Given text |

Using Multiple AI Agents To Audit Each Other
I wanted to share a workflow I have been using when working with AI-generated physics ideas, especially for people trying to turn observations or conceptual models into something closer to a scientific paper.
A common mistake I see is depending on one AI engine for everything: gathering background, shaping the idea, writing the argument, reviewing the logic, and polishing the final wording. The problem is that the same engine that helps make the draft sound coherent can also hide weak assumptions, overstate confidence, miss technical issues, or smooth over gaps in the reasoning.
My workflow is different.
I try to separate the AI roles:
- One engine for gathering background, terminology, references, and existing literature.
- One or two engines for helping craft the idea into a structured argument.
- One deliberately critical or “non-pleasing” engine for auditing the result.
- Additional engines for final review, mainly to catch hidden mistakes, unclear wording, or scientific overclaims.
The most useful part is the closed feedback loop. For example, I may use one engine to audit and correct the way another engine drafted my idea. Then I take that feedback back to the drafting engine and ask it to revise. After that, I may consult other engines such as DeepSeek, Gemini, or Grok to look for hidden scientific problems or weak wording.

What to work on |
Answer these questions from the post on AI agents auditing each other:
1. What common mistake does the writer see people make?
2. What kind of engine does the writer use to audit the result?
3. Which engines does the writer name as ones to consult for hidden scientific problems or weak wording?
Nothing in the records is needed for this.

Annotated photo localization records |
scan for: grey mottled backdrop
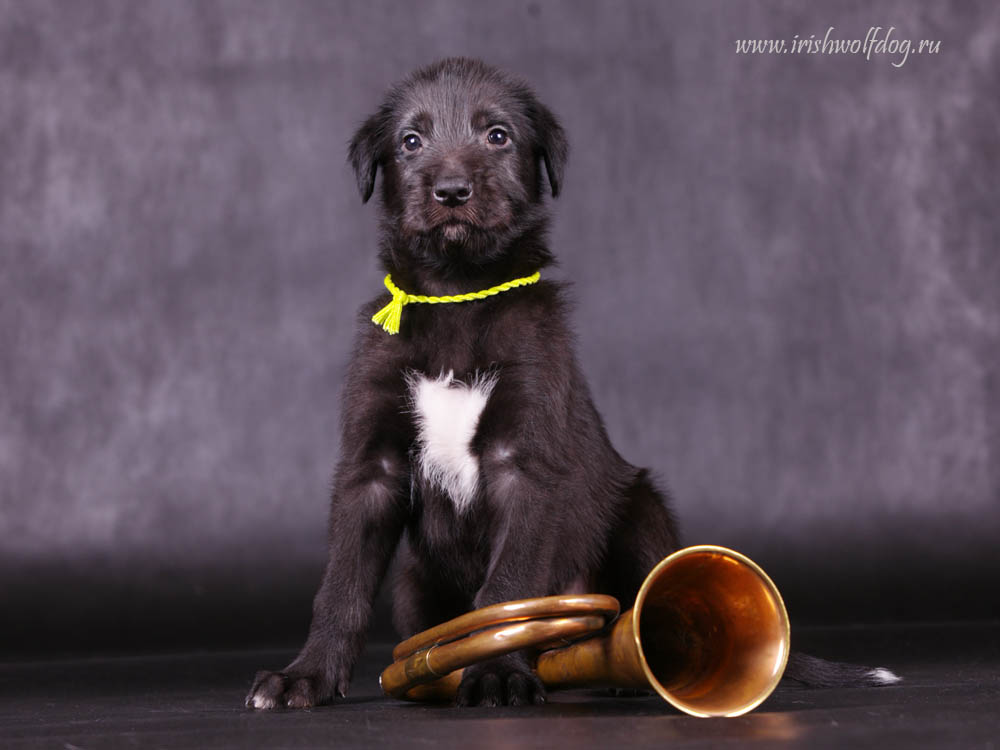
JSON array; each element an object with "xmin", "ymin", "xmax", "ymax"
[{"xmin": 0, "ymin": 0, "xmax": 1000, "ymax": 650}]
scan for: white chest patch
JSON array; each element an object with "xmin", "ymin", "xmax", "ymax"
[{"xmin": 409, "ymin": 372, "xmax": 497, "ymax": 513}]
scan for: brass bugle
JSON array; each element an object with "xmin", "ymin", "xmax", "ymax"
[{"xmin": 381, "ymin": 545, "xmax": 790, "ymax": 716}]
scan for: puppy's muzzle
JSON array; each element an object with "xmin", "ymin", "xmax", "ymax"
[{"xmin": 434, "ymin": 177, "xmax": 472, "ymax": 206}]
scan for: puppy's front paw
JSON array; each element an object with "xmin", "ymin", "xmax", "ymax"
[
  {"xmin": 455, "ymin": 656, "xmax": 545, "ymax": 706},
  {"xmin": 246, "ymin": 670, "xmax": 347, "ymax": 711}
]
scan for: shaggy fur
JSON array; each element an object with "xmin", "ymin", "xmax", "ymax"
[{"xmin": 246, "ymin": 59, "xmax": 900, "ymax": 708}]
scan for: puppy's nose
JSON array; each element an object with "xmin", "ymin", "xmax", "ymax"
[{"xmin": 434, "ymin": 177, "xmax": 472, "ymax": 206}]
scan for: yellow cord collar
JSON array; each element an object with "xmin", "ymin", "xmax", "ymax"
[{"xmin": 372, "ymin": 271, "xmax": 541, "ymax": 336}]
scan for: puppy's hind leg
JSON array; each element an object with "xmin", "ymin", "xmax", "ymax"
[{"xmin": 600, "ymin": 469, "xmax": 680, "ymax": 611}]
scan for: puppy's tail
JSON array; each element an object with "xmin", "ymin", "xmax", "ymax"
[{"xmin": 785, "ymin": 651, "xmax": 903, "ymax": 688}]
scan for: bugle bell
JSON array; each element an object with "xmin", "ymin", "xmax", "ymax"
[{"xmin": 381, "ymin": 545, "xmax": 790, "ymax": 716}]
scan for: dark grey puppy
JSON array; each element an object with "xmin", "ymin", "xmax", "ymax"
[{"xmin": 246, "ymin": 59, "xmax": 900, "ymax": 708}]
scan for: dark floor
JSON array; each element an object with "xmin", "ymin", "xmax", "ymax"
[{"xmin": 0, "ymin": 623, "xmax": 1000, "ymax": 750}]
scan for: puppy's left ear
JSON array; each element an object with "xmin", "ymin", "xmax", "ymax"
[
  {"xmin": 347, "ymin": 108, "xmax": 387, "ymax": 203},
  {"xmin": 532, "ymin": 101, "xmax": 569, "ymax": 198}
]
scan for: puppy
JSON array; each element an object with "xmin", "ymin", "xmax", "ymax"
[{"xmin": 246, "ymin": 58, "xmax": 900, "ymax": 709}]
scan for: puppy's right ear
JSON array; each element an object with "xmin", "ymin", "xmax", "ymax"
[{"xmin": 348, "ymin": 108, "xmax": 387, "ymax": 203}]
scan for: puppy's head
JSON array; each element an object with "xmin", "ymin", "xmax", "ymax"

Output |
1. Depending on one AI engine for everything: gathering background, shaping the idea, writing the argument, reviewing the logic, and polishing the final wording.
2. A deliberately critical or "non-pleasing" engine.
3. DeepSeek, Gemini, and Grok.